**Reading text**
*** Begin section ***

Our next morning our tuk tuk driver brought us too the killing fields. It is such a strange place, but I wasn't sure what I was expecting, as you enter there is a large stupa in front of you, it has a door and glass inside but it is unclear what it holds from a distance. The rest of the area is grassland with trees, orchards and lake. Birds are chirping and dragonfly and butterfly dart and waft through the air, we arrived fairly early, it is such a peaceful place that contradicts it's violent past. On entry you are handed an audiotape that helps explain what you are looking at and the atrocities that occurred here, pretty much where you enter is where the trucks used to pull up unloading vast numbers of people ready to be executed meters away. They were tricked into believing that they were being moved to better homes. The Audiotape explained how the Khmer Rouge came to power, how Pol Pot wanted to revert the country to year zero, a communist utopia where 'the old people' the peasants only existed, how he needed to destroy all intellectuals or anyone who had ''soft hands''. If something similar happened in the UK one in four of the people you know would have been murdered by the end. Pol Pot recruited uneducated children and young men from the fields to become soldiers they had very little understanding of the outside world and after the conflicts in Vietnam and the US bombardment they were looking for a way out, one that the Khmer Rouge promised. Pol Pot became paranoid of losing control and so even the "old people" suffered, they were forced to work in the rice fields for impossible grain quoter and many of Pot's own troops where beheaded on hunches. Reading some of the Khmer Rouge's propoganda slogans you begin to realise that a whole generation of Cambodians didn't stand much chance once such a misguided and evil ideology infected minds;
"Better to arrest ten innocent people by mistake than free a single guilty party."
"Better to kill an innocent by mistake than spare an enemy by mistake."
"He who protests is an enemy; he who opposes is a corpse."

*** End section ***

**Problems and tasks**
[A] Condense the paragraph of the killing fields account that begins "Our next morning our tuk tuk driver" into a bulleted list that keeps its main facts.
[B] Continue the killing fields account from its last slogan.
The records that follow the killing fields account are drawn from a separate, unrelated source.

**Extracted entries**
*** Begin section ***

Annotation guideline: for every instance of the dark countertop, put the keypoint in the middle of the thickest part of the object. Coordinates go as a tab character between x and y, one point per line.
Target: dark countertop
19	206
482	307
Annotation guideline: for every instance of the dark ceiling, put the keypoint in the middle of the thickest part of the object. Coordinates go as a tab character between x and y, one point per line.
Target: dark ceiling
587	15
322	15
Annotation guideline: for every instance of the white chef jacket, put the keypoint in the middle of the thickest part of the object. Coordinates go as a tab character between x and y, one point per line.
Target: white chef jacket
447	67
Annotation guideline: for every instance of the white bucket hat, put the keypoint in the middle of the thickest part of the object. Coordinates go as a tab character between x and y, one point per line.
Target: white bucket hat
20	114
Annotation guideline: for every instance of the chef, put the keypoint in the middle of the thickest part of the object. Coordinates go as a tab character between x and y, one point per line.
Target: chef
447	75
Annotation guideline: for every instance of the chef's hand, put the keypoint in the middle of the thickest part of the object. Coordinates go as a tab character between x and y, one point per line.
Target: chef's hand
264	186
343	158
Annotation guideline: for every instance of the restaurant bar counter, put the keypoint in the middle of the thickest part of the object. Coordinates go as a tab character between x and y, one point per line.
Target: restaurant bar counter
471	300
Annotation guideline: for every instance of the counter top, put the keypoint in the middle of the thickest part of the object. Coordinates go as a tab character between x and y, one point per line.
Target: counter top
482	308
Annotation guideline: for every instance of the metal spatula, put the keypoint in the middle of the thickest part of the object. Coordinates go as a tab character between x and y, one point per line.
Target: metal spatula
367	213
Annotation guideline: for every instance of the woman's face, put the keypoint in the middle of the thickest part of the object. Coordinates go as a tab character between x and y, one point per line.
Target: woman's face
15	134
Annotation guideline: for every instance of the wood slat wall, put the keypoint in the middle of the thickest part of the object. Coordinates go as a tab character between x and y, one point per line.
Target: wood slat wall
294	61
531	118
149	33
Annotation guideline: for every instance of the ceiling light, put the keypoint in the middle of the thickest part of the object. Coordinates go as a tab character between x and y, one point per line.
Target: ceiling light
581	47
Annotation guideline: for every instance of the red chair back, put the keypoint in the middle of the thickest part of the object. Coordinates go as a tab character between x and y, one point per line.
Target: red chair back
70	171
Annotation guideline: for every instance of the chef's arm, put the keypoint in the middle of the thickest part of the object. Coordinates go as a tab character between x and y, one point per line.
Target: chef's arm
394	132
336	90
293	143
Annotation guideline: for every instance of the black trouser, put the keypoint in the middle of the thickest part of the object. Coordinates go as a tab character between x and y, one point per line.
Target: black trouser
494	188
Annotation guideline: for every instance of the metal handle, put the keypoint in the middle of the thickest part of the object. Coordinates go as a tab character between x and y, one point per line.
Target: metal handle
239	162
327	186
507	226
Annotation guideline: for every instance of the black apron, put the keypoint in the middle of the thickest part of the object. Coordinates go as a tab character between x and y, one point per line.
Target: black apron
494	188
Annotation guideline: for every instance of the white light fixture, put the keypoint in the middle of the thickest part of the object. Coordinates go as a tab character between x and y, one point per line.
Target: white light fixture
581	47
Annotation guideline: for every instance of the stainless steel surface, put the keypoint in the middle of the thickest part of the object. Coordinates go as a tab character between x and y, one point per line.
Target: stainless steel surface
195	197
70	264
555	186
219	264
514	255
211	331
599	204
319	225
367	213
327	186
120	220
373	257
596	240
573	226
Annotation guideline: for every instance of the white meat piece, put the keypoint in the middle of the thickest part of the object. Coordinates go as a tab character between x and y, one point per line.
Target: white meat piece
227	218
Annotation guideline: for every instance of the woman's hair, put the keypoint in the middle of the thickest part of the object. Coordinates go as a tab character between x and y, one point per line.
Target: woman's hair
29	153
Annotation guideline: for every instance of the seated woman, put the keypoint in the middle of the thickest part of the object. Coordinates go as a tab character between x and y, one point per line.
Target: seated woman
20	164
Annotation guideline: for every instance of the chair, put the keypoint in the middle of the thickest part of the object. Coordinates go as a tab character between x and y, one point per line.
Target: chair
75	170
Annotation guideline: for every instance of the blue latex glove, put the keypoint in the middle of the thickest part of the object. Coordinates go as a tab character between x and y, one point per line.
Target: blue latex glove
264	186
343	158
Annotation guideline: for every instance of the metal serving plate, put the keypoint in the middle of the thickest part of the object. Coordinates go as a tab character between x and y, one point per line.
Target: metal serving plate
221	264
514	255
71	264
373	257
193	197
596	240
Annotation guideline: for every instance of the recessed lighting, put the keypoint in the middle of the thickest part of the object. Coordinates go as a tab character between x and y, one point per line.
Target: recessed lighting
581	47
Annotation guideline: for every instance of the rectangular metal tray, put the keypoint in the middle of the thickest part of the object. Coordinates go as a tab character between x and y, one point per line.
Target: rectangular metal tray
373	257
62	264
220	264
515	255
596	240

*** End section ***

**Answers**
[A]
- A tuk tuk driver brought the visitors to the killing fields the next morning.
- A large stupa with a door and glass stands at the entrance. From a distance it is unclear what it holds.
- The rest of the site is grassland with trees, orchards and a lake. Birds, dragonflies and butterflies make it peaceful, in contrast to its violent past.
- Visitors receive an audiotape that explains the site and the atrocities committed there.
- Near the entrance, trucks once unloaded large numbers of people to be executed meters away. They had been tricked into thinking they were moving to better homes.
- The audiotape covers how the Khmer Rouge took power. Pol Pot wanted to return the country to "year zero," a communist utopia of only "the old people," the peasants. He set out to destroy intellectuals and anyone with "soft hands."
- In UK terms, one in four people you know would have been murdered.
- Pol Pot recruited uneducated children and young men from the fields as soldiers. After the Vietnam conflicts and the US bombardment, they sought the way out the Khmer Rouge promised.
- As Pol Pot grew paranoid about losing control, even "the old people" suffered. They were forced to work the rice fields under impossible quotas, and many of his own troops were beheaded on hunches.
- The Khmer Rouge's propaganda slogans show how little chance a generation of Cambodians had once this ideology took hold.

[B]
Around the killing fields there are numbered placards in the ground that you key into your audiotape. At one point the audio explains how the sugar plant is used for food and shelter in the country but the base of the plants stem has serrated edges like a saw and this was used to cut the throat of victims, Pol Pot had ordered that bullets not be used on the victims as bullets were expensive, instead they used blunt instruments like rusty farm tools. The sounds of screams were drowned out by music and diesel engines. Walking round the site I see more and more craters in the ground, scars in the earth, these are the mass graves. The rainfall has exposed a layer of clothing, bones and teeth. some of the things that have happened here are beyond words. The audiotape finally leads to the stupa, as I walked closer the contents became clear. It was a great totem pole of shelves, all displaying the skulls of victims, men woman and children, The shelves are full to the brim.

S21 stands for security prison 21, there where many like it but this one stood on the outskirts of the city and was used by the Khmer Rouge to in-prison, torture and execute mainly political prisoners, the cells are awful, prisoners were treated worse than animals, chained to a metal bed and tortured until they would sign false confessions often making they were affiliated with the CIA, on the walls of these dingy, dark, bloodstained cells there are photos of the state the prisoners were eventually discovered in, all dead and decomposing on the same bed that still stands there today. Inside some of the larger cells were mugshots of all the prisoners who had been processed through S21 some still looked defiant some looked as though they had given up hope. Out of all the people that entered S21 between 1975 and 1979 there where only ever seven survivors, we managed to meet one of them, a frail old man who was trying to sell his yet to be completed book on his experiences. Phnom Penh proved to be one of the most uncomfortable but thought-provoking places I have traveled to.